[Natural language region descriptions]
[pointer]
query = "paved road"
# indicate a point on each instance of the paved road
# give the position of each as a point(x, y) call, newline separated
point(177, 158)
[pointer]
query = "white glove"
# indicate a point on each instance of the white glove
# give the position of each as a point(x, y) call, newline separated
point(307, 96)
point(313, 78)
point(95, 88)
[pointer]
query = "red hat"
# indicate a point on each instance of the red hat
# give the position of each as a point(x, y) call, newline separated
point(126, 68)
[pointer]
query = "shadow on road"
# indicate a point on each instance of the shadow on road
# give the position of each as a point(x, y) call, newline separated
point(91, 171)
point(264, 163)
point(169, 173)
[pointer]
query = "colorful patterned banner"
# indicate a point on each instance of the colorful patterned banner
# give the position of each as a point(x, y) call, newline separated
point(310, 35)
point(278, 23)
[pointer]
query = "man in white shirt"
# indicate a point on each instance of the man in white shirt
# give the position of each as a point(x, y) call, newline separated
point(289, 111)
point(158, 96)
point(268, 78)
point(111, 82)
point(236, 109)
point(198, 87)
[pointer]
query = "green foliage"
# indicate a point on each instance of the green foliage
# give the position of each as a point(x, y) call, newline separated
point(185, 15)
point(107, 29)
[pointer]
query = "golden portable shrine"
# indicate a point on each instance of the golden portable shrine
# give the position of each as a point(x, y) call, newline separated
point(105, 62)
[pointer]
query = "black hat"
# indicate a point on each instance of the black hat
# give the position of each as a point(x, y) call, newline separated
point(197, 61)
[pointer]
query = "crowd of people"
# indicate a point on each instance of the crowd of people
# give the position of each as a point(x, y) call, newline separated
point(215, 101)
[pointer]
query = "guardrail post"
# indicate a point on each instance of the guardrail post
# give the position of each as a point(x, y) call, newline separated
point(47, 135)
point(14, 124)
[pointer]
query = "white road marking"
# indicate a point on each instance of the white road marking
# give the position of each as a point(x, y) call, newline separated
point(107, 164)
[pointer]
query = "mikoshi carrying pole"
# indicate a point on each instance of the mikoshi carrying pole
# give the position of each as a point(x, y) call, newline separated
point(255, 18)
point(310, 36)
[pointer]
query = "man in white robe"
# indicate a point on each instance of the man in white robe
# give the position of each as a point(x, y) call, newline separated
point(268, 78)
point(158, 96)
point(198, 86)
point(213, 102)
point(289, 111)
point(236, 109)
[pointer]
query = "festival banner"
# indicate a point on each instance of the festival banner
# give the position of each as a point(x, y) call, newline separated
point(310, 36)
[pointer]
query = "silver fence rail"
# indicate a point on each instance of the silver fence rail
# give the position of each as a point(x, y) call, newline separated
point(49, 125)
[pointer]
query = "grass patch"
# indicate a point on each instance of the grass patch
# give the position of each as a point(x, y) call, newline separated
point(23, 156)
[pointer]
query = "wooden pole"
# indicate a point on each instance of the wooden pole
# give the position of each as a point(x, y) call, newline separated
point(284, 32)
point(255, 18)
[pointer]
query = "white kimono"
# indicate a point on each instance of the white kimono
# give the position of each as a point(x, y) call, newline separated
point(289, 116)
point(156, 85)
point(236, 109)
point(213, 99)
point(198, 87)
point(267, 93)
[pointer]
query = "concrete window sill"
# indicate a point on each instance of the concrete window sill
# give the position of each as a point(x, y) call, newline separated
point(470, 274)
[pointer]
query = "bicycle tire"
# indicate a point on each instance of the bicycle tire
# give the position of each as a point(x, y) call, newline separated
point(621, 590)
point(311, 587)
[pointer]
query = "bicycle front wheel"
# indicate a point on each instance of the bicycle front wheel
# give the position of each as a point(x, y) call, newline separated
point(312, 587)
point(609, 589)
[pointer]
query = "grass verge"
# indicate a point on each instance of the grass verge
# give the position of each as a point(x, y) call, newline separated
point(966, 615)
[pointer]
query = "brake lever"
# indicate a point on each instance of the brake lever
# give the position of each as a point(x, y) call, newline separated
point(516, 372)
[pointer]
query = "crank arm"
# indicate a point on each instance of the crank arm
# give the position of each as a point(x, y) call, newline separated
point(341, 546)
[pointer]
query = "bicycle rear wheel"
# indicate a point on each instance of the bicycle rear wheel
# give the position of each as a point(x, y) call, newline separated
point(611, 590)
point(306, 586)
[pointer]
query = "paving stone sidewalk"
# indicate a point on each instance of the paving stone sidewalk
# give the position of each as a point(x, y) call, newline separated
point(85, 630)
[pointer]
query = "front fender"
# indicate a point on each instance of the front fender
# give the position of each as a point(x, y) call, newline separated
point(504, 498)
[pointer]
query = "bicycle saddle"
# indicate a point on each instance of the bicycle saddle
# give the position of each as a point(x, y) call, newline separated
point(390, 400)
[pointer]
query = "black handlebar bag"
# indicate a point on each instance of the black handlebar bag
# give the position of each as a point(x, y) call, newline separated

* [Problem to solve]:
Find the lines in the data that include "handlebar", then copy each of them.

* [Reply]:
query = "black handlebar bag"
# indicate a point on each instance of the black handlebar bag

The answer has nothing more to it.